> SUPPLIED DATA
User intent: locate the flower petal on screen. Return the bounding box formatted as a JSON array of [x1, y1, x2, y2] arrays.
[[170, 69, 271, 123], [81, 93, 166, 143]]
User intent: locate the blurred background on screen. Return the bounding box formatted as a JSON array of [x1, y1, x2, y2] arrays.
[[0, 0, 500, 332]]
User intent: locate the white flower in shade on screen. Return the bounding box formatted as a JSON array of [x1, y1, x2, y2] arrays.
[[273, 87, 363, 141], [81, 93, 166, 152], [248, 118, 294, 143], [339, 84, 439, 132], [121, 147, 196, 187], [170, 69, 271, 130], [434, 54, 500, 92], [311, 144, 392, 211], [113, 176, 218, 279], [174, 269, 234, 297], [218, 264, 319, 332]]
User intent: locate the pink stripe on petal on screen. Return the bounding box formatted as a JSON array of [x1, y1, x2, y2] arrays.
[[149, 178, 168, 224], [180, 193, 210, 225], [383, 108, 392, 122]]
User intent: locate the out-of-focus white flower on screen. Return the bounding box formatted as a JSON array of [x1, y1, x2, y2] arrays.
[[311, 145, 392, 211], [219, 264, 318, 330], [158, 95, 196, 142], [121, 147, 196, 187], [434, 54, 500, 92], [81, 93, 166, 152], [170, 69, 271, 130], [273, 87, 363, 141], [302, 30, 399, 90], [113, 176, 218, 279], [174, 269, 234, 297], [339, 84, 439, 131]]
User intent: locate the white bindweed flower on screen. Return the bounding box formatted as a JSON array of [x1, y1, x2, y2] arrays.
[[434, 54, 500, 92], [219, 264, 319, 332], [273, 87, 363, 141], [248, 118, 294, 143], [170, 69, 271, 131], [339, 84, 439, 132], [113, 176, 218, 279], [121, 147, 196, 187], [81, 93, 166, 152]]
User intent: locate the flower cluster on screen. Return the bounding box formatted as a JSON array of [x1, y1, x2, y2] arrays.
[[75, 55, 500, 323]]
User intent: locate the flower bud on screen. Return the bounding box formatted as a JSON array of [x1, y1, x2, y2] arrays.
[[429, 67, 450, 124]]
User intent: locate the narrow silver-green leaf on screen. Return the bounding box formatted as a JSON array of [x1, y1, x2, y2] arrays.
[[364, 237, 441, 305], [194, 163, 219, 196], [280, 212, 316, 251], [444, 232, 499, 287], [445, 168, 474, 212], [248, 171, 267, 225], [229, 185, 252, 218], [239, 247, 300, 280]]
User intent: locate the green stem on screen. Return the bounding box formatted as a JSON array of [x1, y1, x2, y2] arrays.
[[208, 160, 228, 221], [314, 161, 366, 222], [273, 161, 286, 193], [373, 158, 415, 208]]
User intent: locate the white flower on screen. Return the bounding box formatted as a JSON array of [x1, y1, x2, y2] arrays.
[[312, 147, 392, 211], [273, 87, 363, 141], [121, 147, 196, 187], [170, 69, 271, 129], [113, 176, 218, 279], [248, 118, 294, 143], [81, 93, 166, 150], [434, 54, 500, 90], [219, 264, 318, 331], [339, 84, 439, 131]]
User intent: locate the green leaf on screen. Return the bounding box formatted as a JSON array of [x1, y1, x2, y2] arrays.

> EXERCISE DESCRIPTION
Rewrite everything from "User intent: locate the blurred" down to "[[429, 67, 450, 124]]", keeping each request and adding 148 to every bounding-box coordinate in the answers.

> THE OUTPUT
User intent: locate the blurred background on screen. Return the bounding box formatted as a JSON array of [x1, y1, x2, y2] arrays.
[[148, 148, 648, 480]]
User intent: locate the white flower in shade on screen. Return the bounding box formatted as a JSON array of [x1, y1, x2, y2] arrays.
[[421, 235, 511, 289], [229, 241, 314, 300], [396, 266, 442, 291], [487, 232, 587, 280], [269, 295, 344, 335], [318, 217, 419, 278], [582, 202, 648, 240], [459, 292, 540, 359], [261, 324, 366, 427], [322, 417, 382, 445], [366, 412, 467, 480]]
User intent: locate the pink stripe on petal on screen. Return the bounding box formatted as a JSON array of [x1, y1, x2, y2] arrays.
[[297, 326, 316, 372], [328, 341, 358, 373], [531, 256, 540, 270]]
User intent: locate the out-of-focus white flower on screen. Return the bounding box formatted as a JSON array of [x1, y1, x2, y2] arrays.
[[459, 293, 540, 359], [367, 412, 466, 478], [306, 243, 344, 290], [269, 295, 344, 335], [582, 202, 648, 240], [229, 241, 314, 300], [318, 217, 419, 278], [421, 235, 511, 289], [450, 178, 547, 238], [261, 324, 366, 427], [322, 417, 382, 445], [487, 232, 587, 279]]
User intent: locate the white bindweed flower on screen. Return the bounding box formatted as a JSON array of [x1, y1, x2, y2] arrays.
[[582, 202, 648, 240], [367, 412, 467, 480], [421, 235, 511, 289], [396, 266, 442, 291], [318, 217, 419, 279], [487, 232, 587, 280], [261, 324, 366, 427], [269, 295, 344, 335], [229, 241, 314, 300]]
User intent: locate the flower cluster on screen. Return the bounding box formatted as a JSON array of [x1, y1, x2, y2] arrays.
[[223, 203, 648, 471]]
User intent: locate the flower bud on screen. Return the bounding box formatted as a JSON array of [x1, y1, x2, y2] arrays.
[[577, 215, 598, 272]]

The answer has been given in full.